Q7. Implement the `create_decision_tree` function. `max_levels` denotes the maximum height of the tree. For example, if `max_levels = 1` then the decision tree will only contain the leaf node at the root. 

[Hint: this is where the recursion happens.]

In [587]:
def create_decision_tree(data, max_levels):
    # If max levels is 0 or there is no data, return a leaf node
    if max_levels == 0 or len(data) == 0:
        return create_leaf_node(data)

    # Check if all labels are the same (pure node)
    labels = data.iloc[:, -1]
    if len(set(labels)) == 1:
        return create_leaf_node(data)

    # Identify the best feature and threshold for splitting
    best_feature, best_thresh = identify_best_split(data)

    # If no valid split found, create a leaf node
    if best_feature is None or best_thresh is None:
        return create_leaf_node(data)

    # Split the data based on the best feature and threshold
    left_data = data[data.iloc[:, best_feature] < best_thresh]
    right_data = data[data.iloc[:, best_feature] >= best_thresh]

    # If one of the branches is empty, return a leaf node
    if left_data.empty or right_data.empty:
        return create_leaf_node(data)

    # Create the current node and set the splitting feature and threshold
    current_node = TreeNode()
    current_node.is_leaf = False  # Explicitly setting is_leaf for internal nodes
    current_node.feature_idx = best_feature
    current_node.thresh_val = best_thresh

    # Recursively create left and right children
    current_node.left_child = create_decision_tree(left_data, max_levels - 1) 
    current_node.right_child = create_decision_tree(right_data, max_levels - 1)

Goal 1
Copy the part of the decision tree exercise between "# If no valid" and "current_node = TreeNode()", inclusive.
Goal 2
Restate the decision tree exercise's paragraph beginning "Q7. Implement the `create_decision_tree` function" more briefly, keeping its main facts.
Goal 3
Take the decision tree code further, starting after its last line.

Raw records
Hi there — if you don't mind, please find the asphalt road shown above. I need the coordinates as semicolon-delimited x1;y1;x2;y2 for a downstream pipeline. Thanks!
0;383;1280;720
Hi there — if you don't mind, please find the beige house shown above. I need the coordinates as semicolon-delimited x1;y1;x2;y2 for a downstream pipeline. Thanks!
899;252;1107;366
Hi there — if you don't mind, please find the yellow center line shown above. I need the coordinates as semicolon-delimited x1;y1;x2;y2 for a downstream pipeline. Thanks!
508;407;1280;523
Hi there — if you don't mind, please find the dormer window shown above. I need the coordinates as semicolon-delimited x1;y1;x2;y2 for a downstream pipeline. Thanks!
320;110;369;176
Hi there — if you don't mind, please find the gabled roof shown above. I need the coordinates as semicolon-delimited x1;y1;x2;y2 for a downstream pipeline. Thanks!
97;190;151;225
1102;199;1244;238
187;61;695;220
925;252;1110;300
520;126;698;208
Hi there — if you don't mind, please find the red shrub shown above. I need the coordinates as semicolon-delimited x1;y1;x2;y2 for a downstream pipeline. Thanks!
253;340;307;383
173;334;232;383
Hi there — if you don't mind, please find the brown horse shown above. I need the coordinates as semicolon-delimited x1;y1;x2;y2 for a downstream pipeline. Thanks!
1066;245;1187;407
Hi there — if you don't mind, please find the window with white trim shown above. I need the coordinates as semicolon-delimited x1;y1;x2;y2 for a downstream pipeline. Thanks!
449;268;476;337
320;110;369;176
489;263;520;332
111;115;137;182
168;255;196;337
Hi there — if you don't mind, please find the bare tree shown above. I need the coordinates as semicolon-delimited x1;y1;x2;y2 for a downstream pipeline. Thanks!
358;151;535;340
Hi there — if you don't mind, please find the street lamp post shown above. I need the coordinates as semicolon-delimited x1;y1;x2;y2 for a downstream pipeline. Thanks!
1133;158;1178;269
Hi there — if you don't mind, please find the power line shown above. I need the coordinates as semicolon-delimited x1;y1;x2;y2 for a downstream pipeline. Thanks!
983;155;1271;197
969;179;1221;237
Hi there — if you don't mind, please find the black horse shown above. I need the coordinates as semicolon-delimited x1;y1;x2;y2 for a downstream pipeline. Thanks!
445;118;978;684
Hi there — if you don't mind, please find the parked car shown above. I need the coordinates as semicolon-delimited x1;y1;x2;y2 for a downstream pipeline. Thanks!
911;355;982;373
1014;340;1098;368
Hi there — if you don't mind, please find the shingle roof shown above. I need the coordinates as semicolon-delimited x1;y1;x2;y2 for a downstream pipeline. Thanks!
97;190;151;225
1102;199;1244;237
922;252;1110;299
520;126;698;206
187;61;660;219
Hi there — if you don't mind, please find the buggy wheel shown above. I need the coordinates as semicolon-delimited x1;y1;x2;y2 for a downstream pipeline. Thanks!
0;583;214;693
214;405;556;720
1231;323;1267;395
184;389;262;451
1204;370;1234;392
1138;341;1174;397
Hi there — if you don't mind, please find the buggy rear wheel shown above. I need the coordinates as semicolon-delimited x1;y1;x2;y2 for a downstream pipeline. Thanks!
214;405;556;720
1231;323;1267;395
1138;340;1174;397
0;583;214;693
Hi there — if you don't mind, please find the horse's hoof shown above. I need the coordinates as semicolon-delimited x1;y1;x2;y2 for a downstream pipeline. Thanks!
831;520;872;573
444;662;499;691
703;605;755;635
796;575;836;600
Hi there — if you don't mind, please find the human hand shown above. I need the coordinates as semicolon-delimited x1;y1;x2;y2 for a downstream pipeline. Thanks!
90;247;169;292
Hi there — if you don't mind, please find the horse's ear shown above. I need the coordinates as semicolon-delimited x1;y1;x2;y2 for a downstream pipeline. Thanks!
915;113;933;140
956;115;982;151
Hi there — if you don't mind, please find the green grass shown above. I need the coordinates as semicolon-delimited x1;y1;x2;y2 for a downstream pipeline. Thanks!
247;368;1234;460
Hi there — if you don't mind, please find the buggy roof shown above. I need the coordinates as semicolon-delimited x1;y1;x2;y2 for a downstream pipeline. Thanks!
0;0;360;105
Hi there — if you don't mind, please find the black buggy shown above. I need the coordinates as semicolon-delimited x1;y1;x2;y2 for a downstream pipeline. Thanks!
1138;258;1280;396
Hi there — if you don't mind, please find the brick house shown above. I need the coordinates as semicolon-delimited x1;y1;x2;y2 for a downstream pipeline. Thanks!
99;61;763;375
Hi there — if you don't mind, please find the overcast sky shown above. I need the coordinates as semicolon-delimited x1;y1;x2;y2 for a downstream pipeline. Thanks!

Result 1
# If no valid split found, create a leaf node
    if best_feature is None or best_thresh is None:
        return create_leaf_node(data)

    # Split the data based on the best feature and threshold
    left_data = data[data.iloc[:, best_feature] < best_thresh]
    right_data = data[data.iloc[:, best_feature] >= best_thresh]

    # If one of the branches is empty, return a leaf node
    if left_data.empty or right_data.empty:
        return create_leaf_node(data)

    # Create the current node and set the splitting feature and threshold
    current_node = TreeNode()

Result 2
Q7 asks for an implementation of `create_decision_tree`, where `max_levels` sets the tree's maximum height. With `max_levels = 1`, the tree holds only a leaf node at the root.

Result 3
    return current_node


Q8. Given a decision tree and a test set, the function `calc_accuracy` returns the accuracy of the classifier on a test set. Return the accuracy as a decimal (i.e. return 0.987 and *not* 98.7).

In [588]:
def calc_accuracy(tree_root, test_data):
    correct_predictions = 0 
    total_predictions = len(test_data)

    for index, instance in test_data.iterrows():
        # print('inside calc_accuracy')
        # print('printing it here in calc_accuracy' , tree_root)
        # print('the type of instance is: ', type(instance))
        predicted_label = make_prediction(tree_root, instance)
        # print("predicted label:" , predicted_label)
        true_label = instance.iloc[-1]
        if true_label == predicted_label:
            correct_predictions += 1 

    return correct_predictions / total_predictions 

Q9. Now measure the accuracy of using a decision tree on this data with a 5-fold cross validation. 
Set the `max_levels` parameter to 10 and return the average accuracy from a 5-fold-CV (as a decimal).

This must run in under 10 minutes, otherwise points will be deducted. 

In [None]:
def run_CV(filename):
    start = time.time()
    d = pd.read_csv(filename, header = None)
    accuracy = 0
    fold_size = len(d) // 5
    accuracies = []

    for i in range(5):
        test_set = d[i * fold_size: (i + 1) * fold_size]
        train_set = pd.concat([d.iloc[:i * fold_size], d.iloc[(i + 1) * fold_size:]]) 
        tree = create_decision_tree(train_set, max_levels=10)
        fold_accuracy = calc_accuracy(tree, test_set)
        print("fold accuracy", fold_accuracy)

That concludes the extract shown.